## What is needed
Can you copy out every one of the records below word for word, keeping each line unchanged?

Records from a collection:
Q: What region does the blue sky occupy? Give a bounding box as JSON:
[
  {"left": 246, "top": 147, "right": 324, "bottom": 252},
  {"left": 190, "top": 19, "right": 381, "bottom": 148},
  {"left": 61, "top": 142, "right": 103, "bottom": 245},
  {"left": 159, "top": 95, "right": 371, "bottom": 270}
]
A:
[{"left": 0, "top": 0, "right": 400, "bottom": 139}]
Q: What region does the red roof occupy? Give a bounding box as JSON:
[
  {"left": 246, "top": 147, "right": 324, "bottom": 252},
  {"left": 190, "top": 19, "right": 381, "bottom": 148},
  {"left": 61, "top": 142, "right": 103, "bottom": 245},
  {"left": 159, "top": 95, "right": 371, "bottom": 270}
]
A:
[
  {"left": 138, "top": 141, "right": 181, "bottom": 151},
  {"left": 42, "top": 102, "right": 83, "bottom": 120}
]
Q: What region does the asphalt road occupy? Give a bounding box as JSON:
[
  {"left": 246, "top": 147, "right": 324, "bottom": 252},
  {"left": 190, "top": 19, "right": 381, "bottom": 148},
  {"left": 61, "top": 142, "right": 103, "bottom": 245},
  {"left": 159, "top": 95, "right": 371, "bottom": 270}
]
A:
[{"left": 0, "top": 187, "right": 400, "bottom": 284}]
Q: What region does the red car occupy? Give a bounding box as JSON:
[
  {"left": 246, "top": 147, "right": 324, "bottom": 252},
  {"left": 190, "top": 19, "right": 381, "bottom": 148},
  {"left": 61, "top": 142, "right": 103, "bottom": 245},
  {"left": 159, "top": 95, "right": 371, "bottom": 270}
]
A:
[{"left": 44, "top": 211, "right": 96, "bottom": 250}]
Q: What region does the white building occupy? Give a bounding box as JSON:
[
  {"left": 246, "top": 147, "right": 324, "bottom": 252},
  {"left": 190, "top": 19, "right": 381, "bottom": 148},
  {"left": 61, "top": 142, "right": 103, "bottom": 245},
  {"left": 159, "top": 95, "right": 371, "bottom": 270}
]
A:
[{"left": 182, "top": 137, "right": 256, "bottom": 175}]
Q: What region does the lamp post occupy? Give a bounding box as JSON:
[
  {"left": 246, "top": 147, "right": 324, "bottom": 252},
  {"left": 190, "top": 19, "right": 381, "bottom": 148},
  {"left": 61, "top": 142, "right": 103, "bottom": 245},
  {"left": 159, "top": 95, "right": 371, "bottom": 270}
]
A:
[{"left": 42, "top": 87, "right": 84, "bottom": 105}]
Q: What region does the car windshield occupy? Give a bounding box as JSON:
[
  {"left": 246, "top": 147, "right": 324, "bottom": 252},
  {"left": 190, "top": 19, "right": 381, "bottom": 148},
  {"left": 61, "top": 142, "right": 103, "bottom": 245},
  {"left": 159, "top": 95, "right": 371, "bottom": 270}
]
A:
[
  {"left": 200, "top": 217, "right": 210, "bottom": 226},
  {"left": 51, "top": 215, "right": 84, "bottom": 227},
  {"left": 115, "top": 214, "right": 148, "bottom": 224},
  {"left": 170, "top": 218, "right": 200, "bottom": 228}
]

## Response to this task
Q: What region does the blue sky occupy? Give a bounding box as JSON:
[
  {"left": 246, "top": 147, "right": 324, "bottom": 252},
  {"left": 190, "top": 19, "right": 381, "bottom": 148},
  {"left": 61, "top": 142, "right": 103, "bottom": 245},
  {"left": 159, "top": 95, "right": 371, "bottom": 270}
]
A:
[{"left": 0, "top": 0, "right": 400, "bottom": 139}]
Q: What region does the red roof occupy? Give a bounding box as JSON:
[
  {"left": 246, "top": 147, "right": 324, "bottom": 252},
  {"left": 190, "top": 19, "right": 381, "bottom": 148},
  {"left": 61, "top": 142, "right": 103, "bottom": 245},
  {"left": 159, "top": 95, "right": 371, "bottom": 270}
]
A:
[
  {"left": 138, "top": 141, "right": 181, "bottom": 151},
  {"left": 42, "top": 102, "right": 83, "bottom": 120}
]
Q: What region does the asphalt road occupy? Give a bounding box as JSON:
[
  {"left": 246, "top": 147, "right": 324, "bottom": 252},
  {"left": 190, "top": 19, "right": 381, "bottom": 148},
  {"left": 61, "top": 142, "right": 103, "bottom": 245},
  {"left": 159, "top": 95, "right": 371, "bottom": 270}
]
A:
[{"left": 0, "top": 187, "right": 400, "bottom": 284}]
Q: What region does the red car occupy? Give a bounding box as JSON:
[
  {"left": 246, "top": 147, "right": 324, "bottom": 252},
  {"left": 190, "top": 19, "right": 381, "bottom": 148},
  {"left": 61, "top": 142, "right": 103, "bottom": 245},
  {"left": 159, "top": 95, "right": 371, "bottom": 270}
]
A:
[{"left": 44, "top": 211, "right": 96, "bottom": 250}]
Q: What region does the white building occupy? Give a bounding box as JSON:
[
  {"left": 246, "top": 147, "right": 324, "bottom": 252},
  {"left": 190, "top": 19, "right": 381, "bottom": 148},
  {"left": 61, "top": 142, "right": 103, "bottom": 245},
  {"left": 159, "top": 95, "right": 371, "bottom": 270}
]
A:
[{"left": 182, "top": 137, "right": 256, "bottom": 175}]
Q: What region does the lamp post occupy? Give a bounding box as JSON:
[
  {"left": 246, "top": 147, "right": 324, "bottom": 252},
  {"left": 190, "top": 19, "right": 381, "bottom": 148},
  {"left": 61, "top": 142, "right": 103, "bottom": 245},
  {"left": 159, "top": 95, "right": 371, "bottom": 270}
]
A:
[{"left": 42, "top": 87, "right": 84, "bottom": 105}]
Q: What region does the car windshield occupy? Give a bounding box as JSON:
[
  {"left": 246, "top": 147, "right": 324, "bottom": 252},
  {"left": 190, "top": 19, "right": 381, "bottom": 148},
  {"left": 61, "top": 142, "right": 103, "bottom": 245},
  {"left": 159, "top": 95, "right": 371, "bottom": 270}
]
A:
[
  {"left": 200, "top": 217, "right": 210, "bottom": 226},
  {"left": 51, "top": 215, "right": 84, "bottom": 227},
  {"left": 115, "top": 214, "right": 148, "bottom": 224},
  {"left": 170, "top": 218, "right": 200, "bottom": 228}
]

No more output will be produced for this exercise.